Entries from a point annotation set

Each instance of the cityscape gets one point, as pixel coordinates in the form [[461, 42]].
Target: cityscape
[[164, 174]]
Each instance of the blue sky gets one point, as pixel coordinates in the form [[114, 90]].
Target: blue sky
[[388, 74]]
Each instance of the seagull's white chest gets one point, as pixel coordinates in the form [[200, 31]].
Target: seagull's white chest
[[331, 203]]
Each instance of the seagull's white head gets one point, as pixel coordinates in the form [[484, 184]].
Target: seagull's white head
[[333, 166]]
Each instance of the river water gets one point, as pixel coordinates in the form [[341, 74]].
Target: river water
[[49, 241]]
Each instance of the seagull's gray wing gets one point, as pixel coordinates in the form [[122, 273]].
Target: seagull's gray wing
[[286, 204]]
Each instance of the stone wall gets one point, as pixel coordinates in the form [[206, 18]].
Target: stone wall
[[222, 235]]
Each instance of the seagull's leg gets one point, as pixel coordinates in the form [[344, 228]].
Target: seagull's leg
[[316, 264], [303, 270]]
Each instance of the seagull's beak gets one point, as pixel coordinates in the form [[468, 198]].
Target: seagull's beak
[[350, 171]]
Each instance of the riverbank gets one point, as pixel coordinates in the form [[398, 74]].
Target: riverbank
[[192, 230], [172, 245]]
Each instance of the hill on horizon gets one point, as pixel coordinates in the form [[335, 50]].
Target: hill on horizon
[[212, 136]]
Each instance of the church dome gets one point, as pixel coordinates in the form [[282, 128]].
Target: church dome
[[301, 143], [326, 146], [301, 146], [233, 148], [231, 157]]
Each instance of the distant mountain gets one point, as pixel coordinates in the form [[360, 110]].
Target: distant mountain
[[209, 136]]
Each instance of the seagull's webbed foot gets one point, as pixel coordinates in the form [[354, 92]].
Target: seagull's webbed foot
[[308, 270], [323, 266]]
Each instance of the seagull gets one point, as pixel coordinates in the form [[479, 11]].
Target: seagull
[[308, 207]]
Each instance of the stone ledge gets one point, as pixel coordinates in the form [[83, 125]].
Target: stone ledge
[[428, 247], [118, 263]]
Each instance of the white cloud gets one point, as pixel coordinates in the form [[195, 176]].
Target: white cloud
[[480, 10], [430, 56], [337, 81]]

[Stated problem]
Convert every line of the records above into a numbered list, omitting any blank lines.

[Answer below]
1. Each instance of the cityscape gets one point, as pixel coordinates in the form [[461, 42]].
2. Target: cityscape
3. [[164, 174]]
4. Each instance of the blue sky gets one point, as pixel coordinates in the form [[114, 90]].
5. Target: blue sky
6. [[388, 74]]
7. Each instance of the seagull's white chest gets one point, as pixel coordinates in the form [[200, 31]].
8. Target: seagull's white chest
9. [[331, 203]]
10. Each instance of the seagull's white head gets one point, as pixel coordinates in the form [[484, 184]].
11. Target: seagull's white head
12. [[333, 166]]
13. Each instance of the river water gets one point, as pixel coordinates in the form [[341, 74]].
14. Target: river water
15. [[49, 241]]
16. Each instance of the seagull's gray wing gets one point, as pixel coordinates in the form [[122, 273]].
17. Target: seagull's gray wing
18. [[286, 204]]
19. Each instance of the stone wall gets one point, as pixel coordinates in the form [[206, 18]].
20. Target: stone wall
21. [[222, 235]]
22. Each instance of the seagull's leg gets one point, as pixel coordinates in the form [[344, 228]].
23. Target: seagull's leg
24. [[316, 264], [303, 270]]
25. Each instance of the seagull's beak gets one point, as pixel coordinates in the form [[468, 198]].
26. Target: seagull's beak
27. [[350, 171]]
28. Each instance of the riverbank gets one point, as pixel coordinates in the form [[398, 74]].
29. Target: riverbank
30. [[192, 230], [172, 245]]
31. Each instance of the hill on horizon gets one point, as pixel coordinates in the form [[335, 50]].
32. Target: hill on horizon
33. [[212, 136]]
34. Each instance of the church dome gets one point, as pixel coordinates in the form [[282, 128]].
35. Target: church dome
36. [[301, 143], [326, 146], [301, 146], [233, 148], [231, 157]]
37. Each instance of the distant mountain gets one point, as pixel coordinates in the form [[360, 110]].
38. Target: distant mountain
39. [[209, 136]]
40. Each instance of the seagull's webbed foot gets one point, as pixel coordinates in the form [[354, 92]].
41. Target: seagull's webbed foot
42. [[308, 270], [323, 266]]
43. Each instance of the seagull gets one point, as pixel coordinates in the form [[479, 11]].
44. Target: seagull
45. [[308, 207]]
46. Each instance of the stone ledge gets one point, as pixel coordinates in the form [[83, 125]].
47. Target: stone ledge
48. [[428, 247], [118, 263]]
49. Each instance of the white cloud gets one point, as pixel coordinates in the form [[195, 176]].
50. Target: white cloud
51. [[480, 10], [430, 56], [337, 81]]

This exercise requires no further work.